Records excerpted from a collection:
# # # # # # #
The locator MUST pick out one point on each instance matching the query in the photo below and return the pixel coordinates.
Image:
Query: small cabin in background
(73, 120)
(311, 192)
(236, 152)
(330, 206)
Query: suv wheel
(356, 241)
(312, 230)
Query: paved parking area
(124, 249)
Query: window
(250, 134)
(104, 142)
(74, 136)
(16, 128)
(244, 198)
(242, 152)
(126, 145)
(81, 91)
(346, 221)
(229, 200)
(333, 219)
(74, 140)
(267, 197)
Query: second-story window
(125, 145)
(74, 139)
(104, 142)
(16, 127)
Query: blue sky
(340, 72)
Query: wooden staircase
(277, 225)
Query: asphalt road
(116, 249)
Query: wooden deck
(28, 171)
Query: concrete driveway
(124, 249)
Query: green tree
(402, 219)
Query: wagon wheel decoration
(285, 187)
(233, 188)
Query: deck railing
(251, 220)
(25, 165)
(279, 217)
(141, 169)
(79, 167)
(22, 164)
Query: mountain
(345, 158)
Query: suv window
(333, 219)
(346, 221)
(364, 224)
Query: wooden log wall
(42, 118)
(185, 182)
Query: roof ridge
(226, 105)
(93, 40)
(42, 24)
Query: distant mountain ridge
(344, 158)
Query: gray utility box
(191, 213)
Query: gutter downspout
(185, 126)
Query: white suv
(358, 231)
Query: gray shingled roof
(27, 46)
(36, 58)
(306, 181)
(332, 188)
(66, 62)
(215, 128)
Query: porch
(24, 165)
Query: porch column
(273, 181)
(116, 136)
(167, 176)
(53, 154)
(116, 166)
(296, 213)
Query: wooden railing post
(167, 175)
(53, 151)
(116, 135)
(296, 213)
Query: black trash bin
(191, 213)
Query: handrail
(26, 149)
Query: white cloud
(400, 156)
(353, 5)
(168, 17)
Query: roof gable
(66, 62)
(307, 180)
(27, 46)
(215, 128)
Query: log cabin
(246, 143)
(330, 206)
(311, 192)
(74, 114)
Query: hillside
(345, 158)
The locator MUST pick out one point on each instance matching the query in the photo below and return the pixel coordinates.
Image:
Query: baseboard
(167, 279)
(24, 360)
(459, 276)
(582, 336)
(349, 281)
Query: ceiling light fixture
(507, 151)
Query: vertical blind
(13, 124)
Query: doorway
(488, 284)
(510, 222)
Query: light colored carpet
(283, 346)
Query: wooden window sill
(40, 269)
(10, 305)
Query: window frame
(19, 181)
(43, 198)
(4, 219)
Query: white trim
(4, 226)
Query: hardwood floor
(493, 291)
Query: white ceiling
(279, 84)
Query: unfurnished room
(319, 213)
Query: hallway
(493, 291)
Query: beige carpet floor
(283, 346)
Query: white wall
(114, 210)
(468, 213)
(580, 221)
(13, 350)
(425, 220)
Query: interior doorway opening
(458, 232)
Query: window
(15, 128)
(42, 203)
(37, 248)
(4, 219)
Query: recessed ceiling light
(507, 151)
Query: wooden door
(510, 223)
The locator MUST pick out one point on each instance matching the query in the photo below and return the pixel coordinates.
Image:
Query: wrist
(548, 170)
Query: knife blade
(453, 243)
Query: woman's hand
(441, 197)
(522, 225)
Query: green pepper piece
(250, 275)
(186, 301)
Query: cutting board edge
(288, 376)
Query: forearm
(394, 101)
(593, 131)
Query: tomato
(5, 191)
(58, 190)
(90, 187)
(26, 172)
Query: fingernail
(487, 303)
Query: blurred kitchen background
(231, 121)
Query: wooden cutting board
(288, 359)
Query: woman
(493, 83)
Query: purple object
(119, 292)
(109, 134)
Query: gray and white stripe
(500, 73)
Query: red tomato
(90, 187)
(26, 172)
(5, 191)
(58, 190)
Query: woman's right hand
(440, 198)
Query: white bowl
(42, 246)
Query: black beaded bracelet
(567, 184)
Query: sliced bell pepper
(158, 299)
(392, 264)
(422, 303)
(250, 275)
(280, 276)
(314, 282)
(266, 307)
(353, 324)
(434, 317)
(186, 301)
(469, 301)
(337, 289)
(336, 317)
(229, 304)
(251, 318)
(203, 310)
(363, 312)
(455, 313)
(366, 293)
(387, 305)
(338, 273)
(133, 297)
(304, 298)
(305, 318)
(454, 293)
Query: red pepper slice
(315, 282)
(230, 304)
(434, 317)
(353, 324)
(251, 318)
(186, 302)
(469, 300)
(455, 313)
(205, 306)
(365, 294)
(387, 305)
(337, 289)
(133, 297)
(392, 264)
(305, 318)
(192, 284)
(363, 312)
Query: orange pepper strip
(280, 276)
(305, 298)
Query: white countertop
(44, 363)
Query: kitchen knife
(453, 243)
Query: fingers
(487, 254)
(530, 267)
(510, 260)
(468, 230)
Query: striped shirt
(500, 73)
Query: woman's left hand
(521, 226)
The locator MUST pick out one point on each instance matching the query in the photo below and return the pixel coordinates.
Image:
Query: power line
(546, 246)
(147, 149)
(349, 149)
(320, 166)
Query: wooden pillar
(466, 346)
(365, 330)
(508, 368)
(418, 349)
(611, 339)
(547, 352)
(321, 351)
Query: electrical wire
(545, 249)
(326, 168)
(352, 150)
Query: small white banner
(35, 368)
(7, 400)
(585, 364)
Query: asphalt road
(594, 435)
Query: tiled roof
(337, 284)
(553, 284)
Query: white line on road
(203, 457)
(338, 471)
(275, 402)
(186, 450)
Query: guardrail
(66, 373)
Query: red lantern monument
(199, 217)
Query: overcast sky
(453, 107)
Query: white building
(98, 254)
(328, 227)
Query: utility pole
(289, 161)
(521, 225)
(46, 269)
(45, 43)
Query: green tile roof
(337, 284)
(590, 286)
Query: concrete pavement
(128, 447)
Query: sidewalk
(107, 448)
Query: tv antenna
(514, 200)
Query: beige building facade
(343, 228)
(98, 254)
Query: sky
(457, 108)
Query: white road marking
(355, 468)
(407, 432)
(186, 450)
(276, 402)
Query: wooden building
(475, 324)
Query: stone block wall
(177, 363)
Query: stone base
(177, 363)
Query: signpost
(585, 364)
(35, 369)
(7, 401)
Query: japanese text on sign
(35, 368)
# # # # # # #
Exercise aim: Take the data above and reproduce it exactly.

Exercise result:
The locator MUST pick out one point on each instance matching the query in the photo below and return the pixel coordinates.
Image:
Query: small cabin in background
(73, 120)
(311, 192)
(236, 152)
(330, 206)
Query: suv wheel
(356, 241)
(312, 230)
Query: paved parking area
(124, 249)
Query: window
(250, 134)
(104, 142)
(74, 136)
(16, 128)
(244, 198)
(242, 152)
(126, 145)
(81, 91)
(346, 221)
(229, 200)
(333, 219)
(74, 140)
(267, 197)
Query: second-story window
(125, 145)
(74, 139)
(104, 142)
(16, 127)
Query: blue sky
(340, 72)
Query: wooden staircase
(277, 225)
Query: asphalt road
(116, 249)
Query: wooden deck
(28, 171)
Query: concrete driveway
(124, 249)
Query: green tree
(402, 219)
Query: wagon wheel decoration
(285, 187)
(233, 188)
Query: deck railing
(251, 220)
(25, 165)
(279, 217)
(141, 169)
(79, 167)
(22, 164)
Query: mountain
(345, 158)
Query: suv window
(333, 219)
(346, 221)
(364, 224)
Query: wooden log wall
(42, 118)
(185, 182)
Query: roof ridge
(226, 105)
(93, 40)
(42, 24)
Query: distant mountain ridge
(344, 158)
Query: gray utility box
(191, 213)
Query: gutter downspout
(185, 126)
Query: white suv
(358, 231)
Query: gray shingled roof
(27, 46)
(36, 58)
(306, 181)
(332, 188)
(66, 62)
(215, 128)
Query: porch
(24, 165)
Query: porch column
(273, 181)
(116, 136)
(167, 176)
(53, 154)
(116, 166)
(296, 213)
Query: wooden railing post
(167, 175)
(53, 151)
(116, 135)
(296, 213)
Query: black trash bin
(191, 213)
Query: handrail
(26, 149)
Query: white cloud
(400, 156)
(353, 5)
(168, 17)
Query: roof gable
(66, 62)
(307, 180)
(27, 46)
(215, 128)
Query: log cabin
(246, 143)
(330, 206)
(311, 192)
(74, 114)
Query: hillside
(345, 158)
The locator MUST pick out one point on each instance matching the query in the photo below and return the pixel coordinates.
Image:
Query: baseboard
(167, 279)
(24, 360)
(459, 276)
(582, 336)
(349, 281)
Query: ceiling light fixture
(507, 151)
Query: vertical blind
(13, 124)
Query: doorway
(488, 284)
(510, 222)
Query: light colored carpet
(283, 346)
Query: wooden window sill
(40, 269)
(10, 305)
Query: window frame
(19, 181)
(43, 198)
(4, 219)
Query: white trim
(4, 226)
Query: hardwood floor
(493, 291)
Query: white ceiling
(279, 84)
Query: unfurnished room
(319, 213)
Query: hallway
(493, 291)
Query: beige carpet floor
(283, 346)
Query: white wall
(114, 210)
(468, 213)
(580, 221)
(13, 350)
(425, 220)
Query: interior doorway opening
(458, 232)
Query: window
(15, 128)
(42, 203)
(37, 248)
(4, 219)
Query: recessed ceiling light
(507, 151)
Query: wooden door
(510, 223)
The locator MUST pick out one point on each instance matching the query in the photo below and return the pixel coordinates.
Image:
Query: wrist
(548, 170)
Query: knife blade
(453, 243)
Query: woman's hand
(441, 197)
(522, 225)
Query: green pepper piece
(250, 275)
(186, 301)
Query: cutting board edge
(288, 376)
Query: forearm
(394, 101)
(593, 131)
Query: tomato
(5, 191)
(58, 190)
(90, 187)
(26, 172)
Query: fingernail
(487, 303)
Query: blurred kitchen background
(231, 121)
Query: wooden cutting board
(288, 359)
Query: woman
(493, 83)
Query: purple object
(119, 292)
(109, 134)
Query: gray and white stripe
(500, 73)
Query: red tomato
(90, 187)
(26, 172)
(5, 191)
(58, 190)
Query: woman's right hand
(440, 198)
Query: white bowl
(42, 246)
Query: black beaded bracelet
(567, 184)
Query: sliced bell pepper
(158, 299)
(392, 264)
(422, 303)
(250, 275)
(280, 276)
(314, 282)
(266, 307)
(353, 324)
(434, 317)
(186, 301)
(469, 301)
(337, 289)
(336, 317)
(229, 304)
(251, 318)
(203, 310)
(363, 312)
(455, 313)
(366, 293)
(387, 305)
(338, 273)
(133, 297)
(304, 298)
(305, 318)
(454, 293)
Query: red pepper slice
(315, 282)
(230, 304)
(434, 317)
(353, 324)
(251, 318)
(186, 302)
(469, 300)
(455, 313)
(205, 306)
(365, 294)
(387, 305)
(337, 289)
(133, 297)
(392, 264)
(305, 318)
(192, 284)
(363, 312)
Query: orange pepper strip
(280, 276)
(305, 298)
Query: white countertop
(44, 363)
Query: kitchen knife
(453, 243)
Query: fingers
(487, 254)
(530, 267)
(510, 260)
(468, 230)
Query: striped shirt
(500, 73)
Query: woman's left hand
(521, 226)
The locator MUST pick out one point on each instance matching the query in the photo below and return the pixel coordinates.
Image:
Query: power line
(546, 246)
(147, 149)
(349, 149)
(320, 166)
Query: wooden pillar
(466, 346)
(365, 330)
(508, 368)
(418, 349)
(611, 339)
(547, 352)
(321, 351)
Query: electrical wire
(545, 249)
(326, 168)
(352, 150)
Query: small white banner
(35, 368)
(7, 400)
(585, 364)
Query: asphalt road
(594, 435)
Query: tiled roof
(337, 284)
(553, 284)
Query: white line on road
(203, 457)
(338, 471)
(275, 402)
(186, 450)
Query: guardrail
(66, 373)
Query: red lantern monument
(199, 217)
Query: overcast sky
(453, 107)
Query: white building
(98, 254)
(328, 227)
Query: utility pole
(289, 161)
(521, 225)
(46, 269)
(45, 43)
Query: green tile roof
(337, 284)
(590, 286)
Query: concrete pavement
(128, 447)
Query: sidewalk
(107, 448)
Query: tv antenna
(514, 200)
Query: beige building facade
(343, 228)
(98, 254)
Query: sky
(457, 108)
Query: white road marking
(355, 468)
(407, 432)
(186, 450)
(276, 402)
Query: wooden building
(475, 324)
Query: stone block wall
(177, 363)
Query: stone base
(177, 363)
Query: signpost
(585, 364)
(35, 369)
(7, 401)
Query: japanese text on sign
(35, 368)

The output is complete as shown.